● Textauszug
Jugendstrafrecht

Das Jugendstrafrecht unterscheidet sich vor allem in den Rechtsfolgen vom Erwachsenenstrafrecht und ist im Jugendgerichtsgesetz (JGG) geregelt.

Das Jugendstrafrecht gilt für Jugendliche ab dem 14. bis zum 17. Lebensjahr und unter besonderen Voraussetzungen auch für Heranwachsende ab dem 18. bis zum 20. Lebensjahr.

Das Jugendstrafrecht stellt – im Gegensatz zum Erwachsenenstrafrecht – den Erziehungsgedanken in den Vordergrund (§ 2 JGG).

Das JGG kennt die folgenden eigenen Sanktionsmöglichkeiten.

– Erziehungsmaßregeln gem. § 9 JGG sind

die Erteilung von Weisungen (z.B. Arbeitsstunden abzuleisten, die Teilnahme an sozialen Trainingskursen wie Anti-Aggressions-Trainings, Täter-Opfer-Ausgleich)

● Inhalt der Datensätze
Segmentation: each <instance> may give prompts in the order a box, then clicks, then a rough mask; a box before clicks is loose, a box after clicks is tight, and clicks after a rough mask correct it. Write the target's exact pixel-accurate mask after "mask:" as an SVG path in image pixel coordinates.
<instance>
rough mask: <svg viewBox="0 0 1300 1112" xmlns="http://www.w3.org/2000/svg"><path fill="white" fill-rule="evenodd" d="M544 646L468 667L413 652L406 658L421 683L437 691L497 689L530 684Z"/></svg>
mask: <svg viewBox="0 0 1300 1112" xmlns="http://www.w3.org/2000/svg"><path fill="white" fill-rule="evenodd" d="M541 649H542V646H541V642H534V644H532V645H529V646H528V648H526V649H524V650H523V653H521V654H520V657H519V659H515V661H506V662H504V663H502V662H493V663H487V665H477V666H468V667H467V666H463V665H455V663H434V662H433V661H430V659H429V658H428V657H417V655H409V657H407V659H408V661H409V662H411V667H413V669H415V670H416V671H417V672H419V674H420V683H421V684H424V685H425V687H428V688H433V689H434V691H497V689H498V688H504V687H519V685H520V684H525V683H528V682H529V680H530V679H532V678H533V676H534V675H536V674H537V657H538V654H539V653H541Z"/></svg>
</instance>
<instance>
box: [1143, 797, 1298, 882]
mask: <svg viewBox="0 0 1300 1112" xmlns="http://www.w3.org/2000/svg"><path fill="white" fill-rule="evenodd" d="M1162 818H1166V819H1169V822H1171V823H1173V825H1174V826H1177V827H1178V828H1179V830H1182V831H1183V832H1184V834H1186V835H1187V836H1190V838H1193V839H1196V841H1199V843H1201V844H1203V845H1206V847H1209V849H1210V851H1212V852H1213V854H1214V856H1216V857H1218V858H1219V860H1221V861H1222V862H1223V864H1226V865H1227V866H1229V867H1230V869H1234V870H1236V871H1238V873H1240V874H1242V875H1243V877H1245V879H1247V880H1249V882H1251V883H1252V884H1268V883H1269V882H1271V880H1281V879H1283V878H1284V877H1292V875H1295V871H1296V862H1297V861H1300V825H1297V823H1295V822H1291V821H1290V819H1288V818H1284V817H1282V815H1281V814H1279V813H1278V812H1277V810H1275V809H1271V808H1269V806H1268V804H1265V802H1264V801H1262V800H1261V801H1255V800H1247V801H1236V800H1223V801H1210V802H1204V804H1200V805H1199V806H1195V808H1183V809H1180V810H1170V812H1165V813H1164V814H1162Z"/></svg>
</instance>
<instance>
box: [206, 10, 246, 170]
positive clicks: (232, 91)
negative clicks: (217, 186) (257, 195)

● Anleitung zur Aufgabe
Schreib den Textauszug zum Jugendstrafrecht vollständig und ohne jede Änderung heraus.

● Lösung der Aufgabe
Jugendstrafrecht

Das Jugendstrafrecht unterscheidet sich vor allem in den Rechtsfolgen vom Erwachsenenstrafrecht und ist im Jugendgerichtsgesetz (JGG) geregelt.

Das Jugendstrafrecht gilt für Jugendliche ab dem 14. bis zum 17. Lebensjahr und unter besonderen Voraussetzungen auch für Heranwachsende ab dem 18. bis zum 20. Lebensjahr.

Das Jugendstrafrecht stellt – im Gegensatz zum Erwachsenenstrafrecht – den Erziehungsgedanken in den Vordergrund (§ 2 JGG).

Das JGG kennt die folgenden eigenen Sanktionsmöglichkeiten.

– Erziehungsmaßregeln gem. § 9 JGG sind

die Erteilung von Weisungen (z.B. Arbeitsstunden abzuleisten, die Teilnahme an sozialen Trainingskursen wie Anti-Aggressions-Trainings, Täter-Opfer-Ausgleich)